(Data records)
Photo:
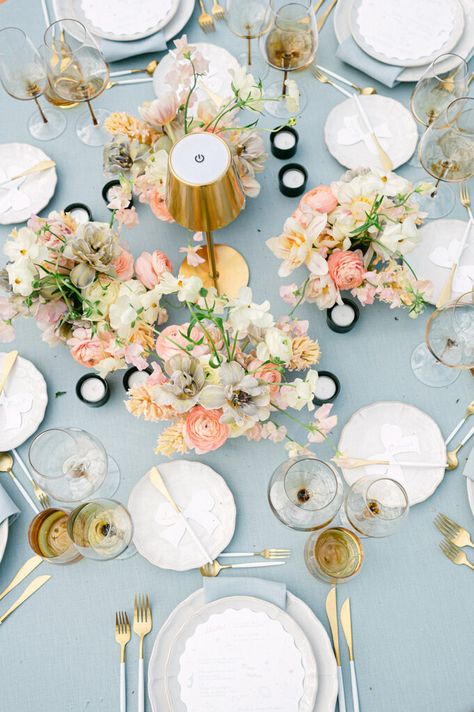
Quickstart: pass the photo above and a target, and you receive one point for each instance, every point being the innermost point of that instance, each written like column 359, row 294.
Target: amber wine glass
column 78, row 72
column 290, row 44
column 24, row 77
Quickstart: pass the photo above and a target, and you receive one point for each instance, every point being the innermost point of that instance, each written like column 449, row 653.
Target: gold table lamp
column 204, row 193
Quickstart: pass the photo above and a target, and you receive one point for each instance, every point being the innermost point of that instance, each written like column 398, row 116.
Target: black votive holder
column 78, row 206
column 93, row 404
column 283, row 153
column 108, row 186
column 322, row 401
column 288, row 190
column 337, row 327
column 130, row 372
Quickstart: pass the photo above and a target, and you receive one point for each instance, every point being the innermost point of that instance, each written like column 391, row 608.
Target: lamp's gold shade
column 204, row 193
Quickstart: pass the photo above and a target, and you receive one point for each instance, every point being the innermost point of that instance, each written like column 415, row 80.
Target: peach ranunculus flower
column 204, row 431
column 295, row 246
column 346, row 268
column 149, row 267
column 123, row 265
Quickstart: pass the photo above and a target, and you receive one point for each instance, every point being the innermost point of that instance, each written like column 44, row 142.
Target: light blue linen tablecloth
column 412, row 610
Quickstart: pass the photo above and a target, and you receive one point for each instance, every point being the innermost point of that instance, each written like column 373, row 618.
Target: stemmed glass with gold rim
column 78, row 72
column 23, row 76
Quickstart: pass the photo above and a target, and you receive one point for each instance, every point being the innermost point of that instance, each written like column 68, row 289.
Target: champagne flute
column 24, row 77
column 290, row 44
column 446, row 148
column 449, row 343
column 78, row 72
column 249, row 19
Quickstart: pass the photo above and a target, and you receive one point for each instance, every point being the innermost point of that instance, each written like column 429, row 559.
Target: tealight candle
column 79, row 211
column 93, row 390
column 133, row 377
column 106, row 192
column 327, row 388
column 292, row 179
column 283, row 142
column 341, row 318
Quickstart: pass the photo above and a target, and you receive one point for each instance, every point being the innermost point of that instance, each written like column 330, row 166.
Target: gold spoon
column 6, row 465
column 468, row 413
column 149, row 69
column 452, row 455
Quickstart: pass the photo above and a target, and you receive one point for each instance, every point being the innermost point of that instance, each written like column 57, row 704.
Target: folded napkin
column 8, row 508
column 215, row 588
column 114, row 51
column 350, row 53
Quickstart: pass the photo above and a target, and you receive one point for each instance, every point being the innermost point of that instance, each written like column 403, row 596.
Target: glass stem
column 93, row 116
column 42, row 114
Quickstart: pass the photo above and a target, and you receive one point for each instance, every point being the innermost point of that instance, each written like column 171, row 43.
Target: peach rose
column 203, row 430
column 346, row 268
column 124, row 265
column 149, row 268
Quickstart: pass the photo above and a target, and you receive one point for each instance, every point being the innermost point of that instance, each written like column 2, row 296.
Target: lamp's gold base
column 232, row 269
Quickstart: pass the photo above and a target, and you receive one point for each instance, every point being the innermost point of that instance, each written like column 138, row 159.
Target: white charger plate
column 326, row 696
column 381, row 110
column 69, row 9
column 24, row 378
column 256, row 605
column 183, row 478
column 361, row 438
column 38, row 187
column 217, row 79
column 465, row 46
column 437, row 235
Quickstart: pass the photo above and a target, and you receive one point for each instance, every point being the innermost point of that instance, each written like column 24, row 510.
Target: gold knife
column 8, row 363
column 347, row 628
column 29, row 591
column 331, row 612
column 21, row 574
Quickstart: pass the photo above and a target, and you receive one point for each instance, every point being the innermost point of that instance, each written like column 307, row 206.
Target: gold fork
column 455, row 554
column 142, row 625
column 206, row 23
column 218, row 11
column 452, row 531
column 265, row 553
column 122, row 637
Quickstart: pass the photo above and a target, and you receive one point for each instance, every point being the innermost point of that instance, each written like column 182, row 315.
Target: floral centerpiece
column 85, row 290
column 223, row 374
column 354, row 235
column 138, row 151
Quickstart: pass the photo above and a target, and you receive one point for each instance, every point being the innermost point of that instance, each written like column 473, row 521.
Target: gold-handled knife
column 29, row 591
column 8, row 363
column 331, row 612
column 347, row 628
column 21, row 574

- Goal of the exercise: Transcribe the full listing character for character. Pictures are excluded.

- Solution to this problem:
Photo:
Quickstart: pass the photo above and a target, and you receive one point for each instance, every point being the innermost point of that instance, each written like column 359, row 294.
Target: amber wine glass
column 78, row 72
column 290, row 44
column 24, row 77
Quickstart: pass the photo above and a target, and you receive one point for each instance, every point being the innermost point of that instance, each written like column 449, row 653.
Target: gold table lamp
column 204, row 193
Quickstart: pass the photo above and a target, and you receive one point for each instance, every point being the innermost point of that instance, each written like column 398, row 116.
Target: black votive holder
column 78, row 206
column 93, row 404
column 283, row 153
column 108, row 186
column 322, row 401
column 288, row 190
column 337, row 327
column 130, row 372
Quickstart: pass the photo above and a target, and you receive one point for each instance, every point being the innermost point of that instance, each written like column 391, row 608.
Target: lamp's gold shade
column 204, row 193
Quickstart: pass the photo above and a target, and you receive one point for each instance, every point being the innermost point of that instance, each written like column 415, row 80.
Target: peach ranunculus flower
column 204, row 431
column 295, row 246
column 346, row 268
column 149, row 267
column 123, row 265
Quickstart: pass the photo above and a target, and you receive one point for each instance, every point being the innermost point of that instance, each written like column 44, row 142.
Target: light blue linen tablecloth
column 412, row 610
Quickstart: pass the photo above and a target, and you receive one point for each instance, every point being the innermost point of that instance, each written like column 373, row 618.
Target: stemmed glass with gold rim
column 78, row 72
column 23, row 76
Quickstart: pass the photo above and a target, and you receive one point for each instance, every point being the innermost point of that instance, each written like column 68, row 289.
Target: champagne flute
column 24, row 77
column 290, row 44
column 446, row 148
column 449, row 343
column 78, row 72
column 249, row 19
Quickstart: pass the photo above and a target, and you receive one point for each instance, every point being the innermost point of that instance, each written like column 429, row 559.
Target: tealight candle
column 79, row 211
column 93, row 390
column 133, row 377
column 106, row 192
column 327, row 388
column 292, row 179
column 283, row 142
column 341, row 318
Quickstart: pass the photo above and a target, and you receive one point for each instance, every point being the innermost point of that instance, each written like column 330, row 166.
Target: gold spoon
column 6, row 465
column 468, row 413
column 149, row 69
column 452, row 455
Quickstart: pass the photo above and a target, and you receive one point for each instance, every point being the innermost point of that instance, each written like column 57, row 704.
Target: folded napkin
column 8, row 508
column 215, row 588
column 114, row 51
column 350, row 53
Quickstart: pass the photo above and a target, and you receive one point for each instance, every point being the innermost point of that instance, each written like column 403, row 596.
Target: glass stem
column 93, row 116
column 42, row 114
Quickstart: pass the photo above and a target, and you receive one point for each instance, every point being the innermost point of that instance, each written like column 171, row 43.
Target: peach rose
column 203, row 430
column 346, row 268
column 124, row 265
column 149, row 268
Quickstart: pass the photo above and a target, and you receive one point for each instance, every point being the innermost point of that instance, each written like column 2, row 296.
Target: lamp's gold base
column 232, row 269
Quickstart: pass the photo above and a target, and you receive one point for each instance, every point being the innermost point of that instance, each written like column 138, row 159.
Target: white charger plate
column 326, row 696
column 381, row 110
column 69, row 9
column 24, row 378
column 256, row 605
column 183, row 478
column 361, row 438
column 38, row 187
column 217, row 79
column 465, row 46
column 437, row 235
Quickstart: pass the photo above and a target, and you receive one point for each instance, every point being the innermost point of that instance, each written like column 24, row 510.
Target: gold knife
column 8, row 363
column 347, row 628
column 29, row 591
column 331, row 612
column 21, row 574
Quickstart: pass the photo above and a target, and you receive one point for each instance, every point being the innermost point of that instance, each written like column 307, row 206.
Target: gold fork
column 455, row 554
column 142, row 625
column 206, row 23
column 218, row 11
column 452, row 531
column 265, row 553
column 122, row 637
Quickstart: pass the photo above and a target, and you receive one point for each instance, every point being the innermost point of that instance, each written like column 182, row 315.
Target: floral centerpiece
column 85, row 290
column 223, row 374
column 354, row 235
column 138, row 151
Quickstart: pass the photo above and a target, and you receive one point for each instance, every point being the innermost point of that instance, each written like column 473, row 521.
Target: gold-handled knife
column 29, row 591
column 8, row 363
column 331, row 612
column 347, row 628
column 21, row 574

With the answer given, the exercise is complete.